== EXERCISE TEXT ==
^^^^
Anthropic has unveiled Claude Sonnet 4.5, a new version of its AI model that, according to the company, successfully executed over 30 hours of continuous, autonomous coding in a client test.

Claude Sonnet 4.5 is positioned as a more capable modeling tier aimed at developers and enterprise users. In internal trials, it outperformed its predecessor's seven-hour autonomous coding limit, building production-grade software modules over extended durations. The model also showed improvements in operating-system interaction, scoring about 60 percent in benchmarks assessing computer dexterity, versus roughly 40 percent for earlier versions.

Anthropic claims that Sonnet 4.5 brings enhancements not only in coding stamina, but also in financial reasoning, scientific computation and tool use. The company emphasises that the release focuses on dependable performance under long-running tasks rather than flashy short demos. To manage risk, Sonnet 4.5 includes guardrails intended to reduce unsafe or unpredictable outputs when deployed in enterprise environments.

The broader context for this launch is Anthropic's increasing emphasis on“agentic” AI-systems that can reason, plan and execute multi-step tasks autonomously. In parallel, Microsoft announced new integrations: Anthropic models will power new“Agent Mode” features in Microsoft 365's Excel and Word functions, alongside an“Office Agent” in Copilot chat, with PowerPoint support planned. This deepens Anthropic's role beyond standalone models into productivity toolchains.
^^^^
== QUESTIONS ==
• 1. Edit the Claude Sonnet 4.5 article from "Anthropic has unveiled" through "a client test.", changing "client test" to "customer trial".
• 2. In the Claude Sonnet 4.5 article, about what percentage did the new model score on benchmarks assessing computer dexterity?
• 3. Write the next part of the Claude Sonnet 4.5 article, picking up after its final sentence.
^^^^
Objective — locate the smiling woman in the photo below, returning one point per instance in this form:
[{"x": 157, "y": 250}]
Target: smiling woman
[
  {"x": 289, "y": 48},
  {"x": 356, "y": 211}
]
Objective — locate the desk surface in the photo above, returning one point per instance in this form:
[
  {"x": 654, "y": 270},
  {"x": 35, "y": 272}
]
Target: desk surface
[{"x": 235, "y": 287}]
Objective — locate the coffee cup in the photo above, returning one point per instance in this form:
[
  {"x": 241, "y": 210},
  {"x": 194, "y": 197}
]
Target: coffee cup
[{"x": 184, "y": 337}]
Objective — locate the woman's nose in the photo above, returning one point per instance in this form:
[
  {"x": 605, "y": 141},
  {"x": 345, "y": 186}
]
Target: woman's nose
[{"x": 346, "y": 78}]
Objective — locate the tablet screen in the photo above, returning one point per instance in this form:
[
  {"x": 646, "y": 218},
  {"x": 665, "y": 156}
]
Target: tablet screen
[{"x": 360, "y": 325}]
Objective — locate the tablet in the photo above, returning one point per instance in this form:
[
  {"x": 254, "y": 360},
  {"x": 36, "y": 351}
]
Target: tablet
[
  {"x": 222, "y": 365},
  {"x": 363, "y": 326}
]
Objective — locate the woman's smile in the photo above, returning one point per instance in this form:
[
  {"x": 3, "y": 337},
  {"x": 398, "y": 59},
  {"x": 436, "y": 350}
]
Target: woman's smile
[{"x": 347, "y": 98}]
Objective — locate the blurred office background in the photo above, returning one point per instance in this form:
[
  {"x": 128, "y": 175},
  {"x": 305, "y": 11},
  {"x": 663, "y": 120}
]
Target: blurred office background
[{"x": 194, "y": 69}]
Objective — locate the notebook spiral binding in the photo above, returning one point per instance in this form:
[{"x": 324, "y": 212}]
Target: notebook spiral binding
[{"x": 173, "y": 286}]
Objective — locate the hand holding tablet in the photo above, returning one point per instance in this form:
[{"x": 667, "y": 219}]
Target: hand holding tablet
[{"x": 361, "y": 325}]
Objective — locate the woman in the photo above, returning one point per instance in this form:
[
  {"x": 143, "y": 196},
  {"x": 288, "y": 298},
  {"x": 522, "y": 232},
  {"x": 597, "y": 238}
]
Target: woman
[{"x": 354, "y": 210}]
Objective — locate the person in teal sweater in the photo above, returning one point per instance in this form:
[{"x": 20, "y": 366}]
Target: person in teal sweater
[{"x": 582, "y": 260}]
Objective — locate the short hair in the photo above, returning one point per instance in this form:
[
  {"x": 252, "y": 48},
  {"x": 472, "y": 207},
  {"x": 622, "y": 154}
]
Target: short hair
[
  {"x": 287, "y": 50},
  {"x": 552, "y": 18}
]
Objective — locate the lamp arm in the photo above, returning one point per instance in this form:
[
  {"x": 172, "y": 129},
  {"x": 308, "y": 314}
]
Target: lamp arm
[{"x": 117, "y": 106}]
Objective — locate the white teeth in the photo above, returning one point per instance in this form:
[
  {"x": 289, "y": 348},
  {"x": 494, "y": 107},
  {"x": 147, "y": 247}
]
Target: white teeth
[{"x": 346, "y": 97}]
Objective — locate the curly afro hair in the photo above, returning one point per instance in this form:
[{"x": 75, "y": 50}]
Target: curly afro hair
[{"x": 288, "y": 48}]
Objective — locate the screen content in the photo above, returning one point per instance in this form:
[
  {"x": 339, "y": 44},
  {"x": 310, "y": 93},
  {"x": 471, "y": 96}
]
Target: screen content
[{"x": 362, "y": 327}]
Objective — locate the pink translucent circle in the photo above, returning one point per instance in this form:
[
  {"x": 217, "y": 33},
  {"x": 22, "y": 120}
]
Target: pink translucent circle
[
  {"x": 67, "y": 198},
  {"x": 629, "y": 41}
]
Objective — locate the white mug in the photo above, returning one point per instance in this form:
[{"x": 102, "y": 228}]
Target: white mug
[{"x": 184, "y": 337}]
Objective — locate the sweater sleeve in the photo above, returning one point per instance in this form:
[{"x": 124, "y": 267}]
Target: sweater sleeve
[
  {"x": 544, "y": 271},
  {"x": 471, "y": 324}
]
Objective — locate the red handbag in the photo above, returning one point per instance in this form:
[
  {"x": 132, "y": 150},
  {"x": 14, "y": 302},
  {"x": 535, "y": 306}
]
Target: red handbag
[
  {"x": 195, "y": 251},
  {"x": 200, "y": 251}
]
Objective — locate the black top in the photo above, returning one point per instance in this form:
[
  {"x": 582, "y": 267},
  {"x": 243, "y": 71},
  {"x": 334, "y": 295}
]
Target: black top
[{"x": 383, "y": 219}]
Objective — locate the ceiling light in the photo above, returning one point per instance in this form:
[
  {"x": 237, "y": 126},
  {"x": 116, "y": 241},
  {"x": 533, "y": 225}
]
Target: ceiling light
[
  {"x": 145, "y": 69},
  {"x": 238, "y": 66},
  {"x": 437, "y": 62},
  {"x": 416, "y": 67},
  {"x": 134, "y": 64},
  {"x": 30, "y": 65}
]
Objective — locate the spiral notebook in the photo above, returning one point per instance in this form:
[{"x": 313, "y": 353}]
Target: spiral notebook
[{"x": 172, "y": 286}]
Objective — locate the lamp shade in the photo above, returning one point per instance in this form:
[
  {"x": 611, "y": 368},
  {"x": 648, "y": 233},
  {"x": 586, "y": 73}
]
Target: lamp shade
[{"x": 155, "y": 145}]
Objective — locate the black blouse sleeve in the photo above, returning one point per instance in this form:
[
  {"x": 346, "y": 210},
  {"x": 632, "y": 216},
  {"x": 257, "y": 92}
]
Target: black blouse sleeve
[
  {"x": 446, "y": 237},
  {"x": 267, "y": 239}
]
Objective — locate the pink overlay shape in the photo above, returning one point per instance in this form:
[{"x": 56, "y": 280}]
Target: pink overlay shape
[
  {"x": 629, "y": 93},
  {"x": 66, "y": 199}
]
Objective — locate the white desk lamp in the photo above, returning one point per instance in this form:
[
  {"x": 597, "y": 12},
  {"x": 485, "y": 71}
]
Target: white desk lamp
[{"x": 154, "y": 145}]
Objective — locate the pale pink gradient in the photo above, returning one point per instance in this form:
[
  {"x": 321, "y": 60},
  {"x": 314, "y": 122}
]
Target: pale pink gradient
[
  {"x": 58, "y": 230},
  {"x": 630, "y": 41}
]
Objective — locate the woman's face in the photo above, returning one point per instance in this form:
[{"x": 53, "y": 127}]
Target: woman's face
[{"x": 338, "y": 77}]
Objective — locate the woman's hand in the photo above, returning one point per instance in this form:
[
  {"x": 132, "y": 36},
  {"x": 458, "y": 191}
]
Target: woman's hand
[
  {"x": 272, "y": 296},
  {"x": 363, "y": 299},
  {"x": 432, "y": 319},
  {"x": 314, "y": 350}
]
^^^^
== OUTPUTS FOR THE TASKS ==
• 1.
Anthropic has unveiled Claude Sonnet 4.5, a new version of its AI model that, according to the company, successfully executed over 30 hours of continuous, autonomous coding in a customer trial.

• 2. About 60 percent.

• 3.
Financially, Anthropic reports strong momentum for its Claude Code product, which is built on its coding models. Claude Code is now said to generate a run-rate revenue exceeding $500 million, with usage climbing tenfold in just three months. The revenue growth is driven largely by enterprise adoption of Sonnet and Opus models as software development auxiliaries.

Competition in the AI model space is intensifying. Claude Sonnet 4.5 will square off not only with OpenAI's GPT series and Google's Gemini, but also with xAI's Grok and other emergent systems. In benchmarks, Sonnet 4.5 already outperforms its own prior version in reasoning and coding tasks, and gains ground on peer models in agentic benchmarks.

Industry observers note that preserving coherence and reliability over many hours is a key hurdle for AI agents. Long-duration consistency, state management, memory, tool integration and error correction are all factors that determine whether an AI can actually“do work” over long stretches without human supervision. Sonnet 4.5's success in a 30-hour coding run signals progress, though human oversight remains essential in production settings.

A further development in Anthropic's model ecosystem has been the expansion of Sonnet's context window. The model now supports processing up to one million tokens in a single context, enabling the AI to reason over very large codebases, documents or data sets without piecemeal chunking strategies. This long context capacity allows Sonnet 4.5 to maintain continuity when dealing with sprawling projects.

Behind the scenes, Anthropic is also iterating on internal safety and alignment techniques. The company states it has reduced“reward hacking behaviour”-unintended model exploits-by around 80 percent, though residual risk remains. As these systems grow more capable, the scale of oversight needed becomes larger.

In client deployments, Sonnet 4.5 is made available through Anthropic's API as well as integrations with platforms like Amazon Bedrock and Google's Vertex AI. Enterprises can use the model in code generation, agented workflows, data analysis and tool-based orchestration of tasks.